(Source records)
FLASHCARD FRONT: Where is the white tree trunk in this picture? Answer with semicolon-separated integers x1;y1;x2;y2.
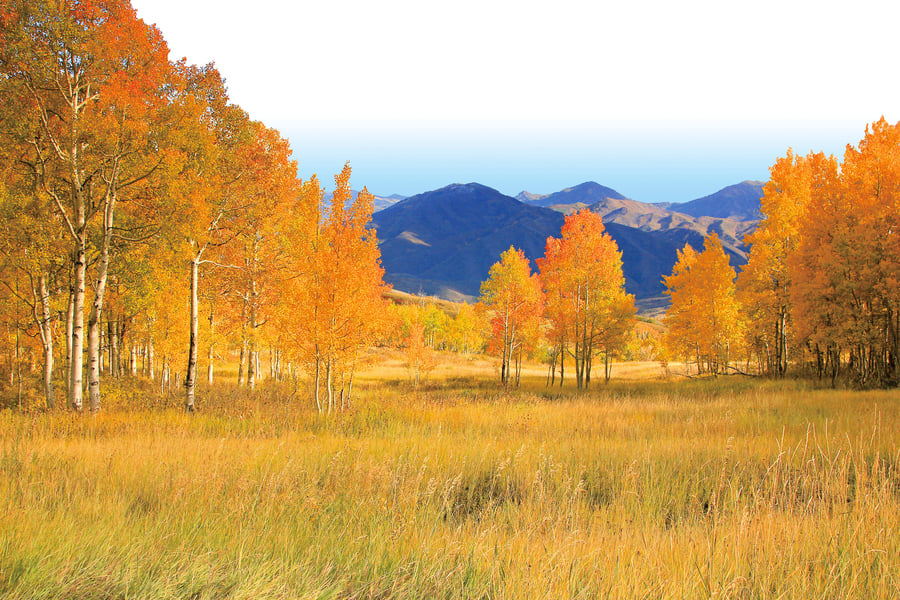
148;334;155;381
69;241;86;411
184;256;199;411
34;274;55;409
65;285;74;396
87;196;114;413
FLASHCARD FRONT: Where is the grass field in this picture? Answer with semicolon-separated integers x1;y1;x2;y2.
2;358;899;598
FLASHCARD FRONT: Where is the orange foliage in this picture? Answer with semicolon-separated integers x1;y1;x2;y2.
538;210;634;388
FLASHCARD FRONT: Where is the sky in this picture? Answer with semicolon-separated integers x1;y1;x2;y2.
130;0;900;204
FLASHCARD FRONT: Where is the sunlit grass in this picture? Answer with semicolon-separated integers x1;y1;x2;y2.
1;364;899;598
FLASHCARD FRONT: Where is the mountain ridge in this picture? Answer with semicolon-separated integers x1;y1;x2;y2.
370;181;759;310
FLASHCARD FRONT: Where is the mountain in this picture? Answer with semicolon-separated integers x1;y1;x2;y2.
371;183;563;301
371;182;744;307
671;181;765;221
586;196;755;264
515;181;755;265
518;181;627;213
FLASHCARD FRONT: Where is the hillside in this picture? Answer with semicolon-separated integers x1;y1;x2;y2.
587;196;754;263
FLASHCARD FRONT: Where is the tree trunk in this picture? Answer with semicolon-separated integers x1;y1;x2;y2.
69;240;86;411
33;274;55;409
238;342;246;386
559;343;565;388
207;301;215;384
65;284;74;396
326;360;333;413
87;196;114;413
184;256;199;411
108;318;117;378
148;333;155;381
314;356;322;413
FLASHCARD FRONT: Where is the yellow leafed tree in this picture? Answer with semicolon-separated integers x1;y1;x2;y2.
664;233;744;375
281;165;391;412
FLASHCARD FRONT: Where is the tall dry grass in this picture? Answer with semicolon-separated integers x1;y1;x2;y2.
1;373;898;598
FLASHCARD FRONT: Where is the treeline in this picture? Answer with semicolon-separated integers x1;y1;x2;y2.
0;0;391;412
663;118;900;387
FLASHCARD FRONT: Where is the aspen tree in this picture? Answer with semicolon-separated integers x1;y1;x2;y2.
478;247;544;388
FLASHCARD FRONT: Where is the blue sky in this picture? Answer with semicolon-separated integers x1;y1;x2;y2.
131;0;900;203
278;119;869;203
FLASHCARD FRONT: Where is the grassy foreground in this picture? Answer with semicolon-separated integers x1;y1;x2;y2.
1;369;899;598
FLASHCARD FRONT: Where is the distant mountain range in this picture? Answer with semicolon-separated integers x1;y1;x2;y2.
370;180;764;313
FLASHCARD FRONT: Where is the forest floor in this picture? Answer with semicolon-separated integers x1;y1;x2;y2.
2;354;899;598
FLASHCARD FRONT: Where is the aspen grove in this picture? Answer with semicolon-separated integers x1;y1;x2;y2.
0;0;391;412
664;118;900;387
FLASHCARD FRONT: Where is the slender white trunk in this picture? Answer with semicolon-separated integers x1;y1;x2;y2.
34;274;55;409
207;302;214;384
65;285;74;395
69;241;86;411
87;196;113;413
314;357;322;413
238;342;246;386
148;334;155;381
184;256;199;411
326;360;333;413
248;349;256;389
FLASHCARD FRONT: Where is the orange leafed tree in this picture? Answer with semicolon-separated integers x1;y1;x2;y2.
788;118;900;384
538;210;635;388
216;121;299;389
0;0;175;411
738;149;820;376
478;246;544;388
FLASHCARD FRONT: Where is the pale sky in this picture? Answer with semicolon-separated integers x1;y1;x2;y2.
131;0;900;203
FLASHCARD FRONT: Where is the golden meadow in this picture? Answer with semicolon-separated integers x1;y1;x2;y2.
2;358;899;599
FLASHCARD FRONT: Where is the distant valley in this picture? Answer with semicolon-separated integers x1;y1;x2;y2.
369;180;765;315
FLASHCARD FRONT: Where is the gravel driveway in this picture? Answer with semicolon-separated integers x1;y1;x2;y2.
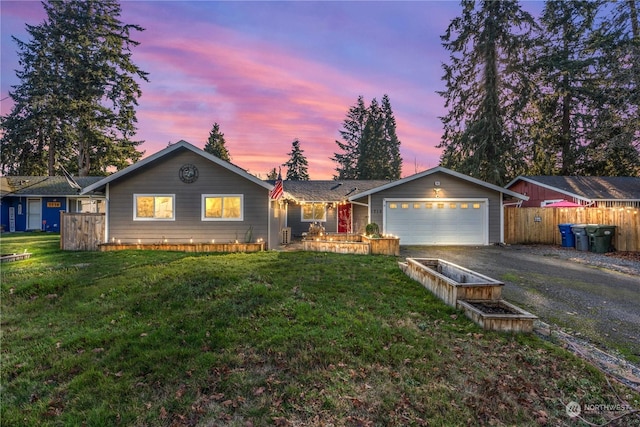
400;244;640;360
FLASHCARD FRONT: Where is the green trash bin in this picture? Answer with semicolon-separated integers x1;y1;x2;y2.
585;225;616;253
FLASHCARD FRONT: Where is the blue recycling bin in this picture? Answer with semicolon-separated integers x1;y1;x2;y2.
558;223;575;248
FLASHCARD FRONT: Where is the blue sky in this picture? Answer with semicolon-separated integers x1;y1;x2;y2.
1;1;543;178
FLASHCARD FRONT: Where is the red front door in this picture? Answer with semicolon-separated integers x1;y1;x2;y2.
337;203;352;233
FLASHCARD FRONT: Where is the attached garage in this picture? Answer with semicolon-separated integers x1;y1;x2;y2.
348;167;528;246
384;198;488;245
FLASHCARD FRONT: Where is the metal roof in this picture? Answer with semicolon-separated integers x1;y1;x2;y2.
506;176;640;201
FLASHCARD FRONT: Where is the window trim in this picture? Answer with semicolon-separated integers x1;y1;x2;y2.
134;194;175;221
301;203;327;222
201;194;244;221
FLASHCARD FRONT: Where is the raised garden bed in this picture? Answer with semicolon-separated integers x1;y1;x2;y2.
402;258;503;307
1;252;32;263
302;234;399;256
401;258;536;333
457;299;537;333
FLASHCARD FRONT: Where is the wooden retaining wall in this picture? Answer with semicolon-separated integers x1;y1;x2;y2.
302;240;370;255
504;207;639;252
99;242;265;253
302;236;400;256
60;212;105;251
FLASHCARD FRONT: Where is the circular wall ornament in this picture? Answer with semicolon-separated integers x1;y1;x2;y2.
179;164;199;183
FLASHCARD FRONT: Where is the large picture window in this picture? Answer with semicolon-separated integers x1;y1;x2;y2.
202;195;243;221
134;195;174;220
301;203;326;222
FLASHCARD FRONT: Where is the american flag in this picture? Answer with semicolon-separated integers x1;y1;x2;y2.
270;169;283;200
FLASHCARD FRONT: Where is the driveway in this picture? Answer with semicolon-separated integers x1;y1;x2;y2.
400;245;640;360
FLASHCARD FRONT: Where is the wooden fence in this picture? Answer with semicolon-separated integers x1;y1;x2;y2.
60;212;105;251
504;207;640;252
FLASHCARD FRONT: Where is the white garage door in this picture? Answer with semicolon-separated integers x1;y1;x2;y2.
384;199;488;245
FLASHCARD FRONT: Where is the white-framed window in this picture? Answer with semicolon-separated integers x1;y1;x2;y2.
301;203;326;222
134;194;175;220
69;198;105;213
202;194;243;221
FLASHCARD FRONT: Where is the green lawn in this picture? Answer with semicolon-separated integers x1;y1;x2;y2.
2;233;639;426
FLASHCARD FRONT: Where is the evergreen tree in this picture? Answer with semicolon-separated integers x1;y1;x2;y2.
283;139;309;181
527;0;601;175
332;96;367;179
333;94;403;180
357;98;386;179
0;0;148;176
381;94;402;179
203;122;231;161
266;167;278;180
438;0;535;186
582;0;640;176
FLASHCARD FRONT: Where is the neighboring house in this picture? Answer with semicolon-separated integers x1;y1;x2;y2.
276;180;389;237
346;167;528;245
81;140;280;246
0;175;104;232
505;176;640;208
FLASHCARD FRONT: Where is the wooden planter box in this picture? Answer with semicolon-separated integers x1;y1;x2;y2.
404;258;503;307
361;235;400;256
98;242;265;253
302;235;400;256
402;258;536;333
457;300;537;333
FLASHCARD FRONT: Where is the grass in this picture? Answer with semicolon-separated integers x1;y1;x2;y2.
2;233;639;426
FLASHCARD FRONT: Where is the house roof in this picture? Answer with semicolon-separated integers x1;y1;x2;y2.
81;140;274;195
347;166;529;201
506;176;640;202
274;180;390;203
0;175;103;198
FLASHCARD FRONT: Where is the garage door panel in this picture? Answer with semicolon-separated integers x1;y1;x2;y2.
385;200;486;245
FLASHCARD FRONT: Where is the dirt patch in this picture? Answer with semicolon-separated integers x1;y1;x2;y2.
466;300;520;315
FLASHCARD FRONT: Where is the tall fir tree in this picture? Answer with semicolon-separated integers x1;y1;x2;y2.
581;0;640;176
0;0;148;176
357;98;385;180
203;122;231;161
527;0;601;176
283;139;310;181
438;0;535;186
332;96;367;179
381;94;402;180
333;94;402;180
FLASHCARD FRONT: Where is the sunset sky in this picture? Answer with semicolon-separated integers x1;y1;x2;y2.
1;1;542;179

Description of the task ::
The line with "FLASHCARD FRONT: Where is the sunset" and every line after it up to the end of the entries: output those exactly, and only those.

Solution for this exercise ::
FLASHCARD FRONT: Where is the sunset sky in this picture? Answer with semicolon-separated integers x1;y1;x2;y2.
1;1;542;179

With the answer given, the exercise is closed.